• **Auszug**
┄┄┄┄┄┄

Bush-Zulage für Börsianer

Die Steuersenkungspläne der US-Regierung geraten in die Kritik. Die Demokraten betrachten sie als sozial ungerecht, Konservative fürchten um die Handlungsfähigkeit des Staates. von william hiscott

Der Esel braucht einen Fußtritt und kein liebevolles Tätscheln.« So begründete Trent Duffy, ein Sprecher des Office of Management and Budget des Weißen Hauses, den am Dienstag der vergangenen Woche in Chicago vom Präsidenten George W. Bush vorgestellten Konjunkturbelebungsplan für die US-Wirtschaft. Und der geplante Fußtritt ist kräftig. Auf mehr als 670 Milliarden Dollar will der Staat in den nächsten zehn Jahren verzichten.

┄┄┄┄┄┄

• **Vorliegendes Material**
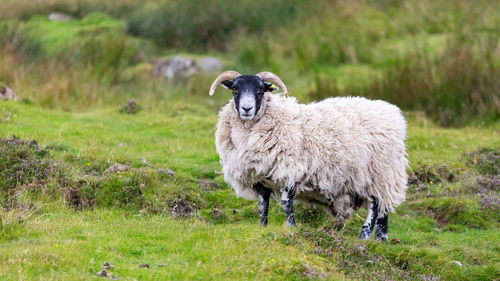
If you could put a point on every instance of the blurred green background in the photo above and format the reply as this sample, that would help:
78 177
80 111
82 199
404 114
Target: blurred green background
439 57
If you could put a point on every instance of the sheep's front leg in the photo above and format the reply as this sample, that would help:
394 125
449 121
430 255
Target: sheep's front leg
369 224
264 194
287 205
382 228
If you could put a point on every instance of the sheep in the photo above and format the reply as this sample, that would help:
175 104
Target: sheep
339 154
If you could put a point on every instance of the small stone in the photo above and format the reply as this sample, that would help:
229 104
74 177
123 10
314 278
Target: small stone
165 171
107 265
103 273
459 264
59 17
217 213
143 160
6 93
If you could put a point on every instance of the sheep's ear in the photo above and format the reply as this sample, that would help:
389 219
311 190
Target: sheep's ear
228 84
270 87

┄┄┄┄┄┄

• **Ziel 1**
Beantworte anhand des Artikels über Bushs Steuersenkungspläne die folgenden Fragen:
(a) Wer betrachtet die Steuersenkungspläne als sozial ungerecht?
(b) In welcher Stadt stellte der Präsident den Konjunkturbelebungsplan vor?
(c) Auf wie viel Geld will der Staat in den nächsten zehn Jahren verzichten?
• **Ziel 2**
Setze den Artikel über Bushs Steuersenkungspläne nach seinem letzten Satz fort.

• **Antwort 1**
(a) Die Demokraten.
(b) In Chicago.
(c) Auf mehr als 670 Milliarden Dollar.

• **Antwort 2**
Die Dividendensteuer soll komplett wegfallen und die Einkommenssteuer in vielen Fällen reduziert werden, zudem sind Steuerbegünstigungen für Unternehmen geplant. Bush erwartet, dass seine Maßnahmen das Wirtschaftswachstum stimulieren und so auch bei geringeren Steuersätzen mehr Geld in die Staatskassen fließt. Zumindest kurzfristig aber werden die Staatseinnahmen sinken, und eine langfristige Belebung der Konjunktur wird nicht nur von linken Kritikern bezweifelt.

Dass diese Steuererleichterungen hauptsächlich Wohlhabenden und Reichen zugute kommen werden, bestreitet Bush nicht. Allein die Abschaffung der Dividendensteuer bringt den Anlegern 360 Milliarden Dollar. Diese Begünstigung wird jedoch verteidigt. Ari Fleischer, der Sprecher des Weißen Hauses, hält es für einen »Klassenkrieg«, wenn Kritiker sagen, dass »diese Leute keine Steuererleichterungen verdienen«. Führende Demokraten im Kongress haben eilig einen konkurrierenden Plan vorgelegt. Er sieht zwar auch Steuererleichterungen vor, aber in erheblich geringerem Umfang, und sie sollen überwiegend Arbeitern und Angestellten zugute kommen, die weniger als 50 000 Dollar im Jahr verdienen.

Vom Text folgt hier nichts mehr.